→ **INSTRUCTIONS FOR THE TASK**
Set the data down again, exactly as it reads, but without the pictures.

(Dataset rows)
>> Start
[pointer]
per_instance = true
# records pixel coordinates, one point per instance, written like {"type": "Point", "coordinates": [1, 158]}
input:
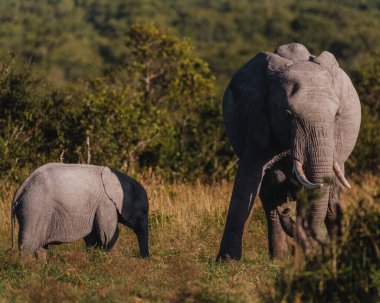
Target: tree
{"type": "Point", "coordinates": [158, 109]}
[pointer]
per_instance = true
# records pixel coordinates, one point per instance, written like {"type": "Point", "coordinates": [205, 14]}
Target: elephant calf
{"type": "Point", "coordinates": [60, 203]}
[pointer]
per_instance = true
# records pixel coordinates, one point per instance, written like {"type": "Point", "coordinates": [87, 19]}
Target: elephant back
{"type": "Point", "coordinates": [244, 104]}
{"type": "Point", "coordinates": [119, 188]}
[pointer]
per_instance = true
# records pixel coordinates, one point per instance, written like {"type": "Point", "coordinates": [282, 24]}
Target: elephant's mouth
{"type": "Point", "coordinates": [302, 179]}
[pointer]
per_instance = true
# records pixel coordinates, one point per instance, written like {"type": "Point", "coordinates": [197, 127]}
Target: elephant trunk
{"type": "Point", "coordinates": [142, 234]}
{"type": "Point", "coordinates": [314, 162]}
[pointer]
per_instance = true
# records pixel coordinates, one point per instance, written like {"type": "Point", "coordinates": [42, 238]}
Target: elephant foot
{"type": "Point", "coordinates": [230, 249]}
{"type": "Point", "coordinates": [41, 254]}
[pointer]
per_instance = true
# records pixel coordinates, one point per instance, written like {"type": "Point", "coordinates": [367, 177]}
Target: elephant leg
{"type": "Point", "coordinates": [31, 235]}
{"type": "Point", "coordinates": [92, 239]}
{"type": "Point", "coordinates": [41, 254]}
{"type": "Point", "coordinates": [278, 248]}
{"type": "Point", "coordinates": [247, 182]}
{"type": "Point", "coordinates": [105, 226]}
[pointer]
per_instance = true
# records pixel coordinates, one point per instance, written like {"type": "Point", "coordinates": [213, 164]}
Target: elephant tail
{"type": "Point", "coordinates": [13, 216]}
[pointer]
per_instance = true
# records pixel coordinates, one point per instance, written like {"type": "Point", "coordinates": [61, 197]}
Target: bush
{"type": "Point", "coordinates": [158, 110]}
{"type": "Point", "coordinates": [366, 155]}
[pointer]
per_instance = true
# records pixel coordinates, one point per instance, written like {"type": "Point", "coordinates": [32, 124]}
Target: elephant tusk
{"type": "Point", "coordinates": [339, 174]}
{"type": "Point", "coordinates": [298, 170]}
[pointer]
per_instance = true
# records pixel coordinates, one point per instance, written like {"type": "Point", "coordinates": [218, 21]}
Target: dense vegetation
{"type": "Point", "coordinates": [93, 71]}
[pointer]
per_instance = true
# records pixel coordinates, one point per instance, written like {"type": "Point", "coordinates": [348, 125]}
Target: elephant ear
{"type": "Point", "coordinates": [119, 188]}
{"type": "Point", "coordinates": [348, 118]}
{"type": "Point", "coordinates": [245, 107]}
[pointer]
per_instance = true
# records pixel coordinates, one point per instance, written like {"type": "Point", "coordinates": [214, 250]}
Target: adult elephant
{"type": "Point", "coordinates": [288, 113]}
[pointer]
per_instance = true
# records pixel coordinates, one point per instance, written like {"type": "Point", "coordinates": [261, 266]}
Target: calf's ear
{"type": "Point", "coordinates": [119, 189]}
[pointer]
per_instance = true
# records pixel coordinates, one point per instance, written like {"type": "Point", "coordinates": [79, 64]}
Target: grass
{"type": "Point", "coordinates": [186, 223]}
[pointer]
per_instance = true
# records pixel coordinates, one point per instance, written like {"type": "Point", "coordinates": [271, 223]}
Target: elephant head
{"type": "Point", "coordinates": [131, 202]}
{"type": "Point", "coordinates": [289, 100]}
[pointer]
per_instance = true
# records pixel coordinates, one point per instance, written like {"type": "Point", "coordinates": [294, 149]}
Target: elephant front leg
{"type": "Point", "coordinates": [244, 193]}
{"type": "Point", "coordinates": [334, 216]}
{"type": "Point", "coordinates": [278, 247]}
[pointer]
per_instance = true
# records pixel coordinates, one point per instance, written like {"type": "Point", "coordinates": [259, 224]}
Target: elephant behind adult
{"type": "Point", "coordinates": [61, 203]}
{"type": "Point", "coordinates": [288, 102]}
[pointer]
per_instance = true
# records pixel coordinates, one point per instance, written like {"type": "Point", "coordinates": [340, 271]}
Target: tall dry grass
{"type": "Point", "coordinates": [186, 224]}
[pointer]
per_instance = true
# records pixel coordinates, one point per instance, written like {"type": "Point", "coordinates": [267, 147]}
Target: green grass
{"type": "Point", "coordinates": [186, 223]}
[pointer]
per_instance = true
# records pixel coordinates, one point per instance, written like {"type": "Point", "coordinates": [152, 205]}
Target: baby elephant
{"type": "Point", "coordinates": [60, 203]}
>> End
→ **RESULT BELOW**
[pointer]
per_instance = true
# records pixel coordinates, one point per instance, written like {"type": "Point", "coordinates": [1, 158]}
input:
Target: tree
{"type": "Point", "coordinates": [158, 109]}
[pointer]
per_instance = true
# records pixel coordinates, one point per instance, written like {"type": "Point", "coordinates": [205, 14]}
Target: elephant calf
{"type": "Point", "coordinates": [60, 203]}
[pointer]
per_instance = true
# records pixel coordinates, one point per instance, written like {"type": "Point", "coordinates": [87, 19]}
Target: elephant back
{"type": "Point", "coordinates": [244, 104]}
{"type": "Point", "coordinates": [119, 188]}
[pointer]
per_instance = true
# records pixel coordinates, one point per instance, written like {"type": "Point", "coordinates": [282, 24]}
Target: elephant's mouth
{"type": "Point", "coordinates": [302, 179]}
[pointer]
per_instance = true
# records pixel coordinates, one point per instance, written like {"type": "Point", "coordinates": [197, 127]}
Target: elephant trunk
{"type": "Point", "coordinates": [142, 234]}
{"type": "Point", "coordinates": [314, 162]}
[pointer]
per_instance = true
# records pixel coordinates, one point per instance, written like {"type": "Point", "coordinates": [42, 238]}
Target: elephant foot
{"type": "Point", "coordinates": [230, 249]}
{"type": "Point", "coordinates": [41, 254]}
[pointer]
per_instance = true
# records pixel coordinates, one point per instance, written like {"type": "Point", "coordinates": [367, 177]}
Target: elephant leg
{"type": "Point", "coordinates": [31, 235]}
{"type": "Point", "coordinates": [92, 239]}
{"type": "Point", "coordinates": [41, 254]}
{"type": "Point", "coordinates": [278, 248]}
{"type": "Point", "coordinates": [247, 182]}
{"type": "Point", "coordinates": [105, 226]}
[pointer]
per_instance = true
# records pixel coordinates, one point per instance, written like {"type": "Point", "coordinates": [213, 164]}
Target: elephant tail
{"type": "Point", "coordinates": [13, 216]}
[pointer]
per_instance = true
# records pixel coordinates, one point per instance, written like {"type": "Point", "coordinates": [61, 197]}
Target: bush
{"type": "Point", "coordinates": [158, 110]}
{"type": "Point", "coordinates": [366, 155]}
[pointer]
per_instance = true
# records pixel coordinates, one point per instance, written like {"type": "Point", "coordinates": [32, 124]}
Target: elephant tusk
{"type": "Point", "coordinates": [339, 174]}
{"type": "Point", "coordinates": [298, 170]}
[pointer]
per_instance = true
# records pixel coordinates, one point per instance, written like {"type": "Point", "coordinates": [218, 21]}
Target: dense vegetation
{"type": "Point", "coordinates": [93, 71]}
[pointer]
per_instance = true
# records pixel coordinates, one point per instance, written like {"type": "Point", "coordinates": [348, 125]}
Target: elephant ear
{"type": "Point", "coordinates": [119, 188]}
{"type": "Point", "coordinates": [348, 118]}
{"type": "Point", "coordinates": [245, 107]}
[pointer]
per_instance = true
# records pixel coordinates, one point per instance, written like {"type": "Point", "coordinates": [214, 250]}
Target: adult elephant
{"type": "Point", "coordinates": [288, 113]}
[pointer]
per_instance = true
# records pixel coordinates, one point per instance, written like {"type": "Point", "coordinates": [261, 266]}
Target: calf's ear
{"type": "Point", "coordinates": [119, 189]}
[pointer]
per_instance = true
# records pixel coordinates, one point per instance, written like {"type": "Point", "coordinates": [79, 64]}
Target: grass
{"type": "Point", "coordinates": [186, 223]}
[pointer]
per_instance = true
# records pixel coordinates, one point per instance, written like {"type": "Point", "coordinates": [271, 223]}
Target: elephant head
{"type": "Point", "coordinates": [131, 202]}
{"type": "Point", "coordinates": [289, 100]}
[pointer]
per_instance = true
# records pixel coordinates, one point per instance, written like {"type": "Point", "coordinates": [294, 149]}
Target: elephant front leg
{"type": "Point", "coordinates": [244, 193]}
{"type": "Point", "coordinates": [334, 216]}
{"type": "Point", "coordinates": [278, 247]}
[pointer]
per_instance = true
# records pixel coordinates, one point per instance, written like {"type": "Point", "coordinates": [259, 224]}
Target: elephant behind adult
{"type": "Point", "coordinates": [61, 203]}
{"type": "Point", "coordinates": [288, 102]}
[pointer]
per_instance = true
# records pixel coordinates, one point per instance, written like {"type": "Point", "coordinates": [340, 271]}
Target: tall dry grass
{"type": "Point", "coordinates": [186, 224]}
[pointer]
per_instance = true
# records pixel coordinates, one point per instance, written like {"type": "Point", "coordinates": [267, 147]}
Target: green grass
{"type": "Point", "coordinates": [186, 223]}
[pointer]
per_instance = true
# records pixel coordinates, one point per instance, written like {"type": "Point", "coordinates": [152, 205]}
Target: baby elephant
{"type": "Point", "coordinates": [60, 203]}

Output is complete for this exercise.